### [Your goal]
Format every line of the records below as a JSON list of strings, one string per line, with blank lines skipped and the pictures left out.

### [Source material]
^^^^
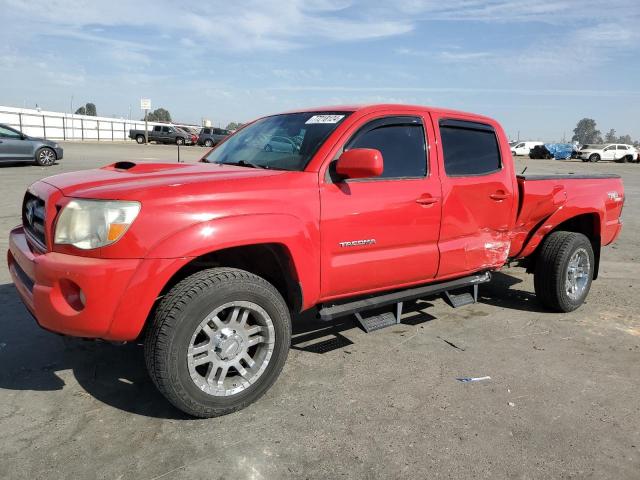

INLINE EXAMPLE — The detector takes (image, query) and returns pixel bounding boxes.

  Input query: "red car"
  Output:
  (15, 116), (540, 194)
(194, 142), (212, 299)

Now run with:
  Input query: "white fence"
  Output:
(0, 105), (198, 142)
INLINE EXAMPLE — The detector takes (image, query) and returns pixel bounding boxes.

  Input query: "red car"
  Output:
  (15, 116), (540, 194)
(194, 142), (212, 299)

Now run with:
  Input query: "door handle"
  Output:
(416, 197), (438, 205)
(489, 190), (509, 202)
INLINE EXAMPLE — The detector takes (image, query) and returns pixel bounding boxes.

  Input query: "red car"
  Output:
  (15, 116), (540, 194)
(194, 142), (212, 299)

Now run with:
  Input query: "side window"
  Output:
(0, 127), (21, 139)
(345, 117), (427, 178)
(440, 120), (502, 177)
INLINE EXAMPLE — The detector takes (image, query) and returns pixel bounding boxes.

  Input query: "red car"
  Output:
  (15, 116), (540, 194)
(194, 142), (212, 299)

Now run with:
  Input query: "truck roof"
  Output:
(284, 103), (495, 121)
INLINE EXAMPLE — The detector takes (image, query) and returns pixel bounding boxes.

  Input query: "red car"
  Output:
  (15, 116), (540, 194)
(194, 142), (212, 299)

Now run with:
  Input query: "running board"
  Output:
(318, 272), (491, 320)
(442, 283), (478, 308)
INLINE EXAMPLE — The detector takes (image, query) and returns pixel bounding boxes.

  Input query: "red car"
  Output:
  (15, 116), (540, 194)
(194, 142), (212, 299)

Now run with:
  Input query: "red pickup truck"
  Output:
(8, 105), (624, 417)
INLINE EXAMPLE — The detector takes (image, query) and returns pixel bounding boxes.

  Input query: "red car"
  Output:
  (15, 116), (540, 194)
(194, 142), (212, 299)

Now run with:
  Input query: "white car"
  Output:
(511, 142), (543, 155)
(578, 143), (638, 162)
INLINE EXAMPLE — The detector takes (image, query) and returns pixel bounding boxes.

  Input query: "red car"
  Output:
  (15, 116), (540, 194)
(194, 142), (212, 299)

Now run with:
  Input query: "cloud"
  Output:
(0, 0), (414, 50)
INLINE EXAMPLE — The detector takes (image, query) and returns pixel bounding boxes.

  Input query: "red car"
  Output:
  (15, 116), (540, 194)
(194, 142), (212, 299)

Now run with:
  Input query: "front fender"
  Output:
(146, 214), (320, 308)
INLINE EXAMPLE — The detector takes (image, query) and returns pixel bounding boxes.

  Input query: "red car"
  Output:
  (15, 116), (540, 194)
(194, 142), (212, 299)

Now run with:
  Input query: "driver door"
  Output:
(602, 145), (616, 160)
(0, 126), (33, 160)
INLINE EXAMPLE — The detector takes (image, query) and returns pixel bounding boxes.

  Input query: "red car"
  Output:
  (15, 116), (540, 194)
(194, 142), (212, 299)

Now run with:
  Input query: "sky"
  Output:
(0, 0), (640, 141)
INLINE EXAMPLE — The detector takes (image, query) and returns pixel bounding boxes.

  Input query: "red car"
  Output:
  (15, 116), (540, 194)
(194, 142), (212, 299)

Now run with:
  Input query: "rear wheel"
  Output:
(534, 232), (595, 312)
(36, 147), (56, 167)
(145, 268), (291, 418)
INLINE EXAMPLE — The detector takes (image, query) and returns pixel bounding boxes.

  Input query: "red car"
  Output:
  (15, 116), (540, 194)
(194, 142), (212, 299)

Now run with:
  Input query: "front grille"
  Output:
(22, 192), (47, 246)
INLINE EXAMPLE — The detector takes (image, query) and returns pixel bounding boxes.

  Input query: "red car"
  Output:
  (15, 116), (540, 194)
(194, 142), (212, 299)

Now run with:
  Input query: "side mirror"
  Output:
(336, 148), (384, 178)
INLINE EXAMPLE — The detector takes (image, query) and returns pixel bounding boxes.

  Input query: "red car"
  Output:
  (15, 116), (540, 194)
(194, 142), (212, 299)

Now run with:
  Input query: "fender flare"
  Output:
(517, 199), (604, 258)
^^^^
### [Exercise answer]
[
  "INLINE EXAMPLE — The detector takes (image, query) and returns pixel bounding boxes.",
  "  Input query: \"red car\"",
  "  Output:",
  "  (15, 116), (540, 194)",
  "(194, 142), (212, 299)",
  "Now run with:",
  "  Input query: \"white fence\"",
  "  Output:",
  "(0, 105), (198, 142)",
  "INLINE EXAMPLE — The detector takes (image, query) and returns pixel bounding boxes.",
  "  Input query: \"red car\"",
  "  Output:",
  "  (15, 116), (540, 194)",
  "(194, 142), (212, 299)",
  "Now run with:",
  "  Input query: \"door handle\"",
  "  Output:",
  "(416, 197), (438, 205)",
  "(489, 190), (509, 202)",
  "INLINE EXAMPLE — The detector takes (image, query) and returns pixel bounding boxes.",
  "  Input query: \"red car\"",
  "  Output:",
  "  (15, 116), (540, 194)",
  "(194, 142), (212, 299)",
  "Now run with:",
  "  Input query: \"side window\"",
  "  Output:",
  "(0, 127), (21, 139)",
  "(345, 117), (427, 178)",
  "(440, 120), (502, 177)",
  "INLINE EXAMPLE — The detector takes (image, query) and returns pixel bounding boxes.",
  "  Input query: \"red car\"",
  "  Output:",
  "  (15, 116), (540, 194)",
  "(194, 142), (212, 299)",
  "Now run with:",
  "  Input query: \"truck roof\"",
  "  Output:",
  "(284, 103), (495, 121)",
  "INLINE EXAMPLE — The detector takes (image, query) and returns pixel bounding boxes.",
  "  Input query: \"red car\"",
  "  Output:",
  "  (15, 116), (540, 194)",
  "(194, 142), (212, 299)",
  "Now run with:",
  "  Input query: \"running board\"",
  "  Output:",
  "(318, 272), (491, 320)",
  "(442, 283), (478, 308)",
  "INLINE EXAMPLE — The detector takes (image, query) and returns pixel bounding boxes.",
  "  Input query: \"red car\"",
  "  Output:",
  "  (15, 116), (540, 194)",
  "(194, 142), (212, 299)",
  "Now run with:",
  "  Input query: \"red pickup truck\"",
  "  Output:",
  "(8, 105), (624, 417)",
  "INLINE EXAMPLE — The detector takes (image, query) and returns pixel bounding boxes.",
  "  Input query: \"red car\"",
  "  Output:",
  "  (15, 116), (540, 194)",
  "(194, 142), (212, 299)",
  "Now run with:",
  "  Input query: \"white car\"",
  "  Output:",
  "(511, 142), (543, 155)",
  "(578, 143), (638, 162)",
  "INLINE EXAMPLE — The detector takes (image, query) and returns pixel bounding boxes.",
  "  Input query: \"red car\"",
  "  Output:",
  "  (15, 116), (540, 194)",
  "(194, 142), (212, 299)",
  "Now run with:",
  "  Input query: \"cloud\"",
  "  Output:",
  "(0, 0), (414, 50)",
  "INLINE EXAMPLE — The detector takes (image, query) and returns pixel bounding boxes.",
  "  Input query: \"red car\"",
  "  Output:",
  "  (15, 116), (540, 194)",
  "(194, 142), (212, 299)",
  "Now run with:",
  "  Input query: \"front fender\"",
  "  Output:",
  "(146, 214), (320, 308)",
  "INLINE EXAMPLE — The detector takes (image, query) and returns pixel bounding boxes.",
  "  Input query: \"red car\"",
  "  Output:",
  "  (15, 116), (540, 194)",
  "(194, 142), (212, 299)",
  "Now run with:",
  "  Input query: \"driver door\"",
  "  Output:",
  "(602, 145), (616, 160)",
  "(0, 126), (33, 160)",
  "INLINE EXAMPLE — The detector takes (image, query) and returns pixel bounding boxes.",
  "  Input query: \"red car\"",
  "  Output:",
  "  (15, 116), (540, 194)",
  "(194, 142), (212, 299)",
  "Now run with:",
  "  Input query: \"sky\"",
  "  Output:",
  "(0, 0), (640, 141)",
  "INLINE EXAMPLE — The detector takes (image, query) and returns pixel bounding boxes.",
  "  Input query: \"red car\"",
  "  Output:",
  "  (15, 116), (540, 194)",
  "(194, 142), (212, 299)",
  "Now run with:",
  "  Input query: \"rear wheel\"",
  "  Output:",
  "(534, 232), (595, 312)",
  "(36, 147), (56, 167)",
  "(145, 268), (291, 418)",
  "INLINE EXAMPLE — The detector takes (image, query) and returns pixel bounding boxes.",
  "  Input query: \"red car\"",
  "  Output:",
  "  (15, 116), (540, 194)",
  "(194, 142), (212, 299)",
  "Now run with:",
  "  Input query: \"front grille\"",
  "  Output:",
  "(22, 192), (47, 246)",
  "INLINE EXAMPLE — The detector takes (image, query) and returns pixel bounding boxes.",
  "  Input query: \"red car\"",
  "  Output:",
  "  (15, 116), (540, 194)",
  "(194, 142), (212, 299)",
  "Now run with:",
  "  Input query: \"side mirror\"",
  "  Output:",
  "(336, 148), (384, 178)",
  "INLINE EXAMPLE — The detector takes (image, query) and returns pixel bounding boxes.",
  "  Input query: \"red car\"",
  "  Output:",
  "  (15, 116), (540, 194)",
  "(194, 142), (212, 299)",
  "Now run with:",
  "  Input query: \"fender flare\"",
  "  Output:",
  "(517, 199), (604, 258)"
]